What to do
Rewrite every one of the lines below with "a single dot for each instance" in place of each occurrence of "one dot per instance", leaving everything else unchanged. Omit the pictures from your answer.

Raw data
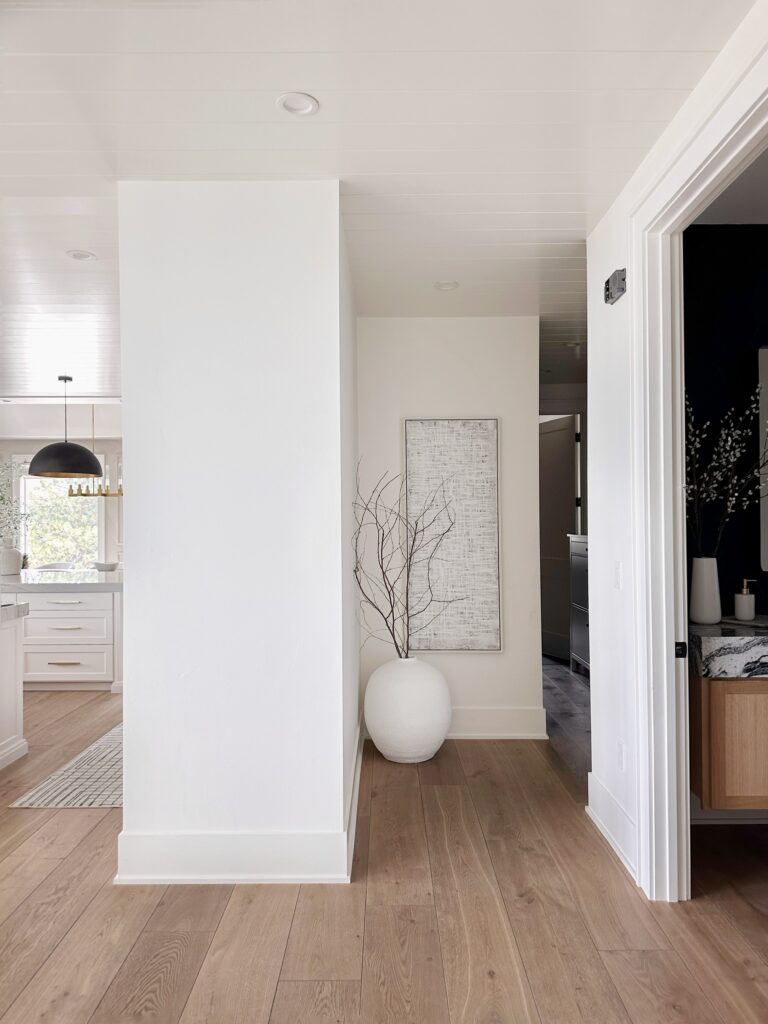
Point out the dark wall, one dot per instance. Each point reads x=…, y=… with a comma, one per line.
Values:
x=726, y=322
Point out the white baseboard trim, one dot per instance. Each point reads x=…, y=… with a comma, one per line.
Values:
x=12, y=750
x=233, y=858
x=498, y=723
x=613, y=823
x=205, y=858
x=354, y=792
x=56, y=687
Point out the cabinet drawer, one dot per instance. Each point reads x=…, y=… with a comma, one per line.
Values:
x=40, y=627
x=69, y=602
x=580, y=547
x=89, y=665
x=580, y=581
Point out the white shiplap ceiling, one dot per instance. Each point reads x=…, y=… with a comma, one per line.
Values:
x=475, y=142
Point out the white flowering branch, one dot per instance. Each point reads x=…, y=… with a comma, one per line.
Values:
x=722, y=472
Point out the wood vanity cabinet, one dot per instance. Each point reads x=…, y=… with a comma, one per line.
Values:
x=729, y=742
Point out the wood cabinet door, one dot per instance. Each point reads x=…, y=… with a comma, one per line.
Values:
x=738, y=753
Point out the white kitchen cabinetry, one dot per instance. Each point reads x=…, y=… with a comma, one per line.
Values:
x=69, y=640
x=12, y=743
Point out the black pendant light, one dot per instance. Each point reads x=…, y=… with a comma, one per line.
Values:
x=65, y=458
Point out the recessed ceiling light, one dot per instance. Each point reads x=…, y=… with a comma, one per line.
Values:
x=298, y=102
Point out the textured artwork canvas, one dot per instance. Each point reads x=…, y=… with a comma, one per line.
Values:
x=464, y=456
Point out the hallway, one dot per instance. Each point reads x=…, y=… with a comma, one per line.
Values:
x=481, y=893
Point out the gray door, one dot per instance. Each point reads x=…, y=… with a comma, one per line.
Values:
x=557, y=491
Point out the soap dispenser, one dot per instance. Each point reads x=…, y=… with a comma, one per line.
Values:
x=744, y=603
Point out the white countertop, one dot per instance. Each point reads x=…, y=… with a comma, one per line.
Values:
x=32, y=581
x=9, y=612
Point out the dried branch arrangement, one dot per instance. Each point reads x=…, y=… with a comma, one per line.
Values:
x=395, y=551
x=724, y=471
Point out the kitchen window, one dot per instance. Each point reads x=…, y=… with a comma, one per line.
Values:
x=56, y=527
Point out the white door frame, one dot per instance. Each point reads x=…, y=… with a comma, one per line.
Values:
x=730, y=138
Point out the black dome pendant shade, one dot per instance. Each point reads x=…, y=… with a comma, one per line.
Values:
x=65, y=459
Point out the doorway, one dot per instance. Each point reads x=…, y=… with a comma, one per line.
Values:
x=697, y=173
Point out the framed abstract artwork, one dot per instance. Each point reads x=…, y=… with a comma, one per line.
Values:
x=462, y=457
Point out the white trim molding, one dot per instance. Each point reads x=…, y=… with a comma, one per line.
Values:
x=611, y=819
x=227, y=858
x=720, y=129
x=12, y=750
x=233, y=858
x=498, y=723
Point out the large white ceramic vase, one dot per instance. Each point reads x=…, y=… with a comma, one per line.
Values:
x=704, y=601
x=408, y=710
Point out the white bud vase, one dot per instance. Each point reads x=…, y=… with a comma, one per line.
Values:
x=704, y=602
x=10, y=560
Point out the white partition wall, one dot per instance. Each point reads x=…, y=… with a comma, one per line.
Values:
x=241, y=715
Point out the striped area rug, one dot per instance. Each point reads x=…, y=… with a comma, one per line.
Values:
x=93, y=778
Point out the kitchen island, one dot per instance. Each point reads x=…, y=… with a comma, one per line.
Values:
x=73, y=636
x=12, y=743
x=728, y=691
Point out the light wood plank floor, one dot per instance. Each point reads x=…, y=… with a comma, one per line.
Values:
x=481, y=894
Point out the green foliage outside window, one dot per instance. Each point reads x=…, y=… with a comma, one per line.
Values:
x=59, y=528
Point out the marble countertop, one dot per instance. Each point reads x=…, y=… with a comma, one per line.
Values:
x=8, y=612
x=730, y=649
x=35, y=581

Output of the exercise
Point out the dark wall, a single dot for each instance. Each point reads x=…, y=… with a comma, one per line.
Values:
x=726, y=322
Point out the white baseboard trim, a single dot for each instance. Each point reads x=…, y=… with a comma, one per line.
Values:
x=12, y=750
x=233, y=858
x=498, y=723
x=613, y=823
x=205, y=858
x=354, y=792
x=56, y=687
Point out the cabinet drawer, a single dot for each instance. Each point reads x=…, y=… with a comma, one per line.
Values:
x=40, y=627
x=69, y=602
x=580, y=547
x=89, y=665
x=580, y=581
Point out the white shiplap ceiling, a single dot for each instance. Each point reads x=…, y=… with a comma, one per line.
Values:
x=475, y=142
Point out the white flowering branch, a single dot for each instance. Each point reads x=…, y=… with a comma, one per line.
Values:
x=722, y=472
Point out the wood vanity cabinet, a single dot for each instance. Each point reads x=…, y=… with a comma, one per line.
Values:
x=729, y=742
Point out the wood cabinet door, a single dot for each instance. Each point reads x=…, y=… with a comma, one per line.
Values:
x=738, y=753
Point out the white kitchen cabinetry, a single dot for each instance. Each point reads x=…, y=… with a comma, one per line.
Values:
x=69, y=640
x=12, y=743
Point out the black pendant light, a single dot for each instance. Each point reads x=…, y=… with a comma, one per line.
Values:
x=65, y=458
Point out the recessed ceiling light, a single dot for each instance. Each point reads x=…, y=… with a comma, one per line.
Values:
x=298, y=102
Point out the textured artwork canvas, a single dot for each instance. Each point reads x=…, y=… with a comma, one per line.
Values:
x=464, y=456
Point out the hallway, a single dot for each instance. Each point reads x=…, y=… with a comma, one per line.
Values:
x=481, y=893
Point out the gray door, a single dot for each instance. Each point reads x=…, y=… with a comma, one per line.
Values:
x=557, y=491
Point out the soap dispenser, a single dot for each instance. Each point reads x=…, y=… with a comma, one per line.
Values:
x=744, y=603
Point out the white countertop, a single dot for each instance. Each point reads x=…, y=… with a comma, one per line.
Values:
x=32, y=581
x=9, y=612
Point out the dried branch arrangement, a single dot for each instance. Each point reads x=…, y=… with a comma, one per line.
Values:
x=395, y=551
x=724, y=471
Point out the kitchen window, a single dot for each instance. Each point reads x=…, y=… with a comma, one per line.
Values:
x=56, y=527
Point out the white door frame, a single dot for each instance. Each point reads x=…, y=… with a comma, one per line.
Values:
x=730, y=138
Point out the black dome pendant shade, a single dot for each instance. Each point reads x=…, y=… with a comma, one per line.
Values:
x=65, y=459
Point out the doorway, a single dot for each instance. Each point reads x=…, y=… with a comma, one per line.
Values:
x=697, y=173
Point out the framed abstract artwork, a single dot for each instance. Each point reads x=…, y=… with a comma, one per line.
Values:
x=462, y=457
Point out the white trim molding, a single dot for each instance. Each point reads x=…, y=… with a comma, one per line.
Values:
x=611, y=819
x=227, y=858
x=720, y=129
x=12, y=750
x=233, y=858
x=498, y=723
Point out the large white ceramic vase, a single dot for each instance. Each point reads x=…, y=… with a comma, one per line.
Values:
x=704, y=601
x=408, y=710
Point out the white bud vase, a single dot for each instance. Each point reads x=…, y=… with a comma, one per line.
Values:
x=704, y=602
x=10, y=560
Point out the white partition wall, a single dot for each instance. Each point reads x=…, y=… with a comma, one per line.
Values:
x=241, y=715
Point out the striped area rug, a single dot for each instance. Each point reads x=…, y=… with a comma, one per line.
Values:
x=93, y=778
Point out the kitchen island, a single dot for each instance. Each point reads x=…, y=… with a comma, one per line.
Values:
x=73, y=636
x=12, y=743
x=728, y=691
Point out the light wood plank floor, a single dot for each instance. Each point reads x=…, y=… with a comma, one per line.
Values:
x=481, y=894
Point out the green foliage outside window, a single dot for each instance. Each point reads x=…, y=… with a comma, one per line.
Values:
x=59, y=528
Point out the marble countertop, a single dot for each instance. Each point reads x=…, y=… with a comma, one per line.
Values:
x=8, y=612
x=730, y=649
x=35, y=581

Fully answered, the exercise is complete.